╭──

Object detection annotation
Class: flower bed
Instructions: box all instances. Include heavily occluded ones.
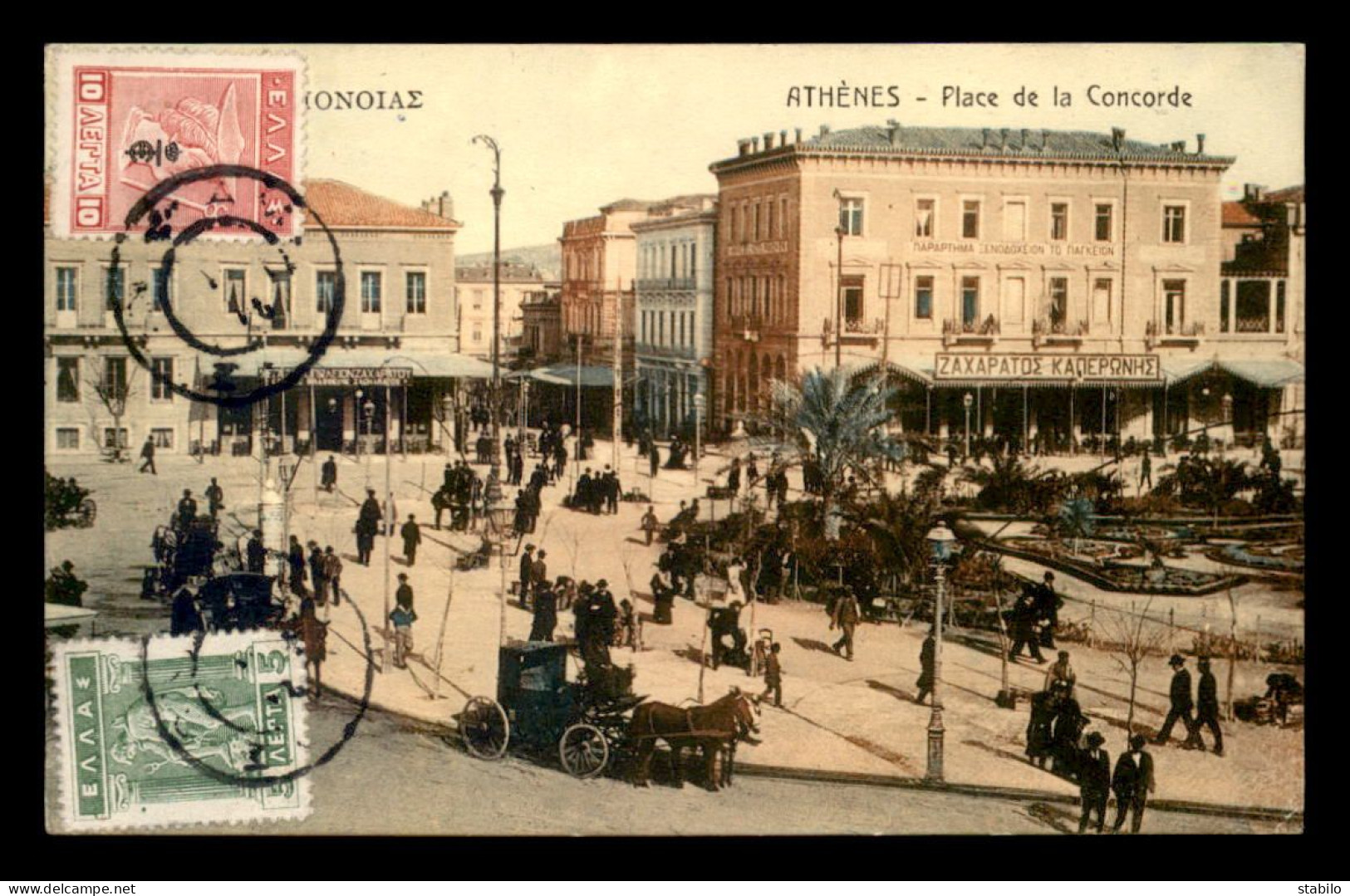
[989,537,1246,596]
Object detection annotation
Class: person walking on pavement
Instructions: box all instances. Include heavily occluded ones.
[760,641,783,710]
[639,505,660,548]
[356,488,384,567]
[1153,654,1205,751]
[324,546,341,606]
[914,629,937,703]
[207,477,225,520]
[1195,656,1223,756]
[1043,650,1078,697]
[1009,585,1045,663]
[139,436,160,477]
[320,455,337,494]
[1078,732,1111,834]
[518,544,535,607]
[400,514,421,567]
[1111,734,1156,834]
[830,587,862,663]
[244,529,268,574]
[1035,570,1064,649]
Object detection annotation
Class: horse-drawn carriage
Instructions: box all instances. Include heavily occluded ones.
[459,641,758,790]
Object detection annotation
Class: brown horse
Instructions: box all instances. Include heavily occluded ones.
[628,687,758,791]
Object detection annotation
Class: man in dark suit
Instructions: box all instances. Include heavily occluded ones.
[400,514,421,566]
[1195,656,1223,756]
[1078,732,1111,834]
[1153,654,1205,751]
[1111,734,1154,834]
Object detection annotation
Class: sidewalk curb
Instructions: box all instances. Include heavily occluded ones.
[313,686,1303,823]
[736,761,1303,822]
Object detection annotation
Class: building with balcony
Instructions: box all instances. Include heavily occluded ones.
[455,262,544,365]
[43,179,488,455]
[710,121,1303,451]
[632,196,717,438]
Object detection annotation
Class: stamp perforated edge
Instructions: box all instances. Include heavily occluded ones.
[43,45,309,243]
[47,629,313,834]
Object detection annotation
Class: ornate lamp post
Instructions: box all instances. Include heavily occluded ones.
[961,393,974,462]
[925,521,956,781]
[470,134,506,501]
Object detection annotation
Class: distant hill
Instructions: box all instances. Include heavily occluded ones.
[455,243,563,281]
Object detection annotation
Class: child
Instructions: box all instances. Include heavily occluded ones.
[760,641,783,710]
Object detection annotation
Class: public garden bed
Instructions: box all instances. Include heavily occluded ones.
[989,537,1246,596]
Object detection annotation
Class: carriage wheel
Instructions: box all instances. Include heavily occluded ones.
[459,697,510,760]
[557,722,609,777]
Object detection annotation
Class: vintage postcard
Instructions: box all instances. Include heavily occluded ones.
[42,45,1307,835]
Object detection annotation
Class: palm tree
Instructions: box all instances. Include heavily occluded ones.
[773,369,905,540]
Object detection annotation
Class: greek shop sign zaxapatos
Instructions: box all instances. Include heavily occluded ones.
[933,352,1162,384]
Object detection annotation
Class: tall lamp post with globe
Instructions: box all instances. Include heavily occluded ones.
[925,521,956,781]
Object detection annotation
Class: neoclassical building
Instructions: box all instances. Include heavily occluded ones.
[710,121,1303,451]
[43,179,497,455]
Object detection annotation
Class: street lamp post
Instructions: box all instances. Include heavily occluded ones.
[694,393,704,494]
[471,134,506,501]
[961,393,974,463]
[925,521,956,781]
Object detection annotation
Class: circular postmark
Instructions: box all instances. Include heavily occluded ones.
[108,164,346,408]
[140,590,376,790]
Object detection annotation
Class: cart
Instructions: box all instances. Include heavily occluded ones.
[459,641,644,777]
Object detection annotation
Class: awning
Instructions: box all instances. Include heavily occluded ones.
[229,345,493,379]
[512,365,614,389]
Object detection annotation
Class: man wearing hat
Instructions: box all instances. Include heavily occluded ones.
[1111,734,1156,834]
[1153,654,1205,751]
[1045,650,1078,697]
[520,544,535,607]
[1195,656,1223,756]
[1078,732,1111,834]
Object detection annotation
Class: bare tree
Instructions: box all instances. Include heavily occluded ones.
[85,359,139,462]
[1103,598,1168,734]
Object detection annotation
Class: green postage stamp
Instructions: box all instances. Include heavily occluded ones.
[52,632,309,830]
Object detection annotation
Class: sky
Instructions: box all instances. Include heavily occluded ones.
[169,45,1304,254]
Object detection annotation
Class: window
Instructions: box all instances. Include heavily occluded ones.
[103,265,127,311]
[1092,203,1112,243]
[1003,200,1026,243]
[151,266,171,311]
[150,358,173,401]
[1050,203,1069,243]
[840,198,862,236]
[1233,281,1270,333]
[405,272,427,315]
[223,267,248,315]
[103,358,127,401]
[315,272,337,315]
[1162,281,1186,333]
[1162,205,1186,243]
[961,200,980,240]
[361,272,384,315]
[56,358,80,404]
[56,267,76,311]
[1049,277,1069,330]
[844,277,862,330]
[914,200,937,236]
[1092,277,1111,324]
[961,277,980,326]
[914,276,933,320]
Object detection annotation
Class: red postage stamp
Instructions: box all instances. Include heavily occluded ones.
[49,49,304,237]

╰──

• STATED PROBLEM: Copy out every one of the records above word for word, omitting the pictures.

• WRITTEN RESPONSE:
Object detection annotation
Class: flower bed
Instructions: box all instances. Include heavily occluded ones.
[989,537,1246,596]
Object detection annotation
Class: person walking on pavement
Instructions: box all instances. Include heavily occluded ones.
[760,641,783,710]
[639,505,660,548]
[356,488,384,567]
[1153,654,1205,751]
[324,546,341,606]
[914,629,937,703]
[207,477,225,520]
[1195,656,1223,756]
[1043,650,1078,697]
[1009,585,1045,663]
[139,436,160,477]
[320,455,337,494]
[1078,732,1111,834]
[518,544,535,607]
[400,514,421,567]
[1111,734,1156,834]
[830,587,862,663]
[244,529,268,574]
[1035,570,1064,649]
Object detection annotation
Class: horse-drawn carriage
Instructions: box all instances. Include heavily occluded ones.
[459,641,758,790]
Object detection annotation
Class: brown horse
Instructions: box all instances. Include heavily occluded ones.
[628,687,758,791]
Object detection annotation
Class: man in dark suit
Instructions: box all instances. Include heavily occluded ones.
[400,514,421,566]
[1195,656,1223,756]
[1078,732,1111,834]
[1153,654,1205,751]
[1111,734,1154,834]
Object detection annotation
Class: sidewalk curb
Instructions: box all instances. Include heavily occluded ones.
[313,686,1303,823]
[736,761,1303,822]
Object detection annotation
Class: building with balcony
Instructions: box all instances. Include heavily occluded ones.
[455,262,544,365]
[43,179,488,455]
[710,121,1303,451]
[632,196,717,438]
Object detection annotation
Class: stamp perforated edge
Instructions: box all instances. Include heavily occluded ones.
[43,45,309,243]
[47,629,313,834]
Object detection annotation
Class: ornate lamp post
Instructions: box all instances. Include heavily occluded ones.
[961,393,974,462]
[925,521,956,781]
[470,134,506,501]
Object detection annotation
Class: distant hill
Instructions: box all instances. Include heavily occluded ones.
[455,243,563,281]
Object detection annotation
Class: child
Instructions: box all instances. Include heavily occluded ones.
[760,641,783,710]
Object detection annotation
Class: public garden bed
Instructions: box all instances. Include heavily occluded ones.
[989,537,1246,596]
Object detection annotation
Class: carriage wheel
Instructions: box all instances. Include heavily occluded ones.
[459,697,510,760]
[557,722,609,777]
Object detection annotation
Class: vintage postcard
Instructions: box all instances. Include heavily occluded ones.
[42,45,1307,835]
Object detection annotation
Class: palm tree
Instructions: box all instances. Include heavily occluded ones.
[773,369,905,540]
Object detection annotation
Class: greek shop sign zaxapatos
Instructions: box all instances. Include heavily occluded ones.
[933,352,1162,384]
Object detection annotation
Class: tall lamp post with globe
Instructions: box all instances. Include heavily occluded ones.
[925,521,956,781]
Object detection annotation
Class: neoclassical building
Instructions: box all instances. Include heavily occluded ones.
[710,121,1303,451]
[43,179,497,455]
Object detection annotation
Class: street lamp post
Instructions: box all instances. Include heavily occluded ones.
[694,393,704,494]
[471,134,506,501]
[961,393,974,463]
[925,521,956,781]
Object detection annotation
Class: circular postmark
Instructions: box all instances. Include heavily occluded ones.
[108,164,346,408]
[140,590,376,790]
Object detection annotation
Class: cart
Instructions: box all instances. Include heavily occluded ones.
[459,641,644,777]
Object detection annotation
Class: awning
Instructions: box all instances. Include heavily occluded ones.
[229,345,493,379]
[512,365,614,389]
Object detection annotation
Class: man wearing hat
Instructions: box all instances. Include heavily occluded ones.
[1111,734,1156,834]
[1153,654,1205,751]
[1045,650,1078,697]
[520,544,535,607]
[1195,656,1223,756]
[1078,732,1111,834]
Object detection annotation
Class: bare tree
Instructions: box all instances. Include heavily occluded ones.
[85,359,139,462]
[1103,598,1168,734]
Object detection annotation
Class: green postage stamp
Instructions: box all instances. Include heavily occluded ones.
[52,632,309,830]
Object detection annotation
Class: sky
Instructions: box all instances. Include heavily occluded ones.
[169,45,1304,254]
Object detection annotation
Class: window
Instructions: box all instances. Include heavily occluded ones.
[103,265,127,311]
[1092,203,1112,243]
[1003,200,1026,243]
[151,266,171,311]
[150,358,173,401]
[1050,203,1069,243]
[840,198,862,236]
[1233,281,1270,333]
[405,272,427,315]
[223,267,248,315]
[103,358,127,401]
[315,272,337,315]
[1162,281,1186,333]
[1162,205,1186,243]
[961,200,980,240]
[361,272,384,315]
[56,358,80,404]
[56,267,76,311]
[1049,277,1069,330]
[844,277,862,330]
[914,200,937,236]
[1092,277,1111,324]
[961,277,980,326]
[914,276,933,320]
Object detection annotation
Class: red postage stamp
Instructions: box all instances. Include heavily occluded ones.
[49,49,304,237]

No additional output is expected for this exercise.